▶ [Passage provided]
◆ ◆ ◆
Harry F. Dahms is Professor of Sociology, co-director of the Center for the Study of Social Justice and co-chair of the Committee on Social Theory at the University of Tennessee.

Dahms' primary research and teaching areas are theoretical sociology (social, sociological, and critical theory), planetary sociology, globalization, political economy, social inequality, sociology of film (with emphasis on the science-fiction genre), artificial intelligence, and social justice. He is the editor of Current Perspectives in Social Theory, and director of the International Social Theory Consortium (ISTC).

Education and career
Dahms obtained his master's degree in sociology, economics, and statistics in 1986 from the University of Konstanz, Germany, where he worked for and was supervised by Ralf Dahrendorf, and his PhD in sociology in 1993 from the New School for Social Research in New York, for a thesis entitled "The Entrepreneur in Western Capitalism: Schumpeter's Theory of Economic Development". While at the New School, he was supervised by Arthur Vidich and advised by Andrew Arato and José Casanova. He taught at Florida State University in Tallahassee from 1993 to 2004, and was a visiting professor at the University of Göttingen, Germany (1999–2000) and the University of Innsbruck, Austria (2011 and 2012; he also taught individual compact seminars between 2010 and 2019).

Work
Dahms's research and teaching pertains to the tensions in the modern age between economic change, on the one hand, and politics, culture and society, on the other. Interpreting the contributions of Marx and Weber, in particular, as foundations for a dynamic theory of modern society, he starts out from the proposition that it is only from the perspectives of “globalization” (including the debates about restructuring, transnational corporations, and neo-imperialism) and planetary sociology that the contradictions and paradoxes of modern society can be disentangled, at the intersection between identity structure and social structure.
◆ ◆ ◆
▶ [Source material]
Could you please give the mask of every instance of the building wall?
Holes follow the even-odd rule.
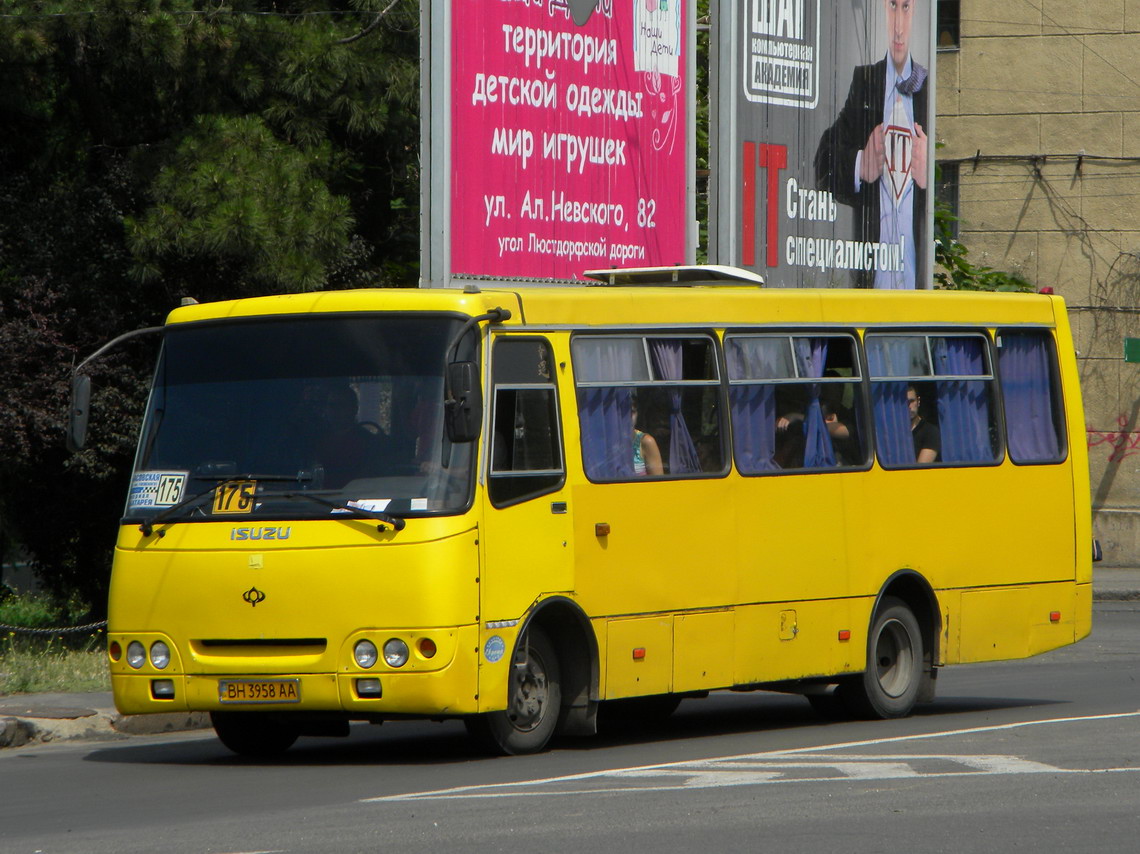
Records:
[[[960,238],[1066,299],[1094,530],[1106,564],[1140,566],[1140,364],[1123,353],[1140,337],[1140,0],[960,9],[935,131],[959,162]]]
◆ ◆ ◆
▶ [Instructions to follow]
In the biography of Harry F. Dahms, name every person who supervised or advised his studies.

▶ [Complete answer]
- Ralf Dahrendorf
- Arthur Vidich
- Andrew Arato
- José Casanova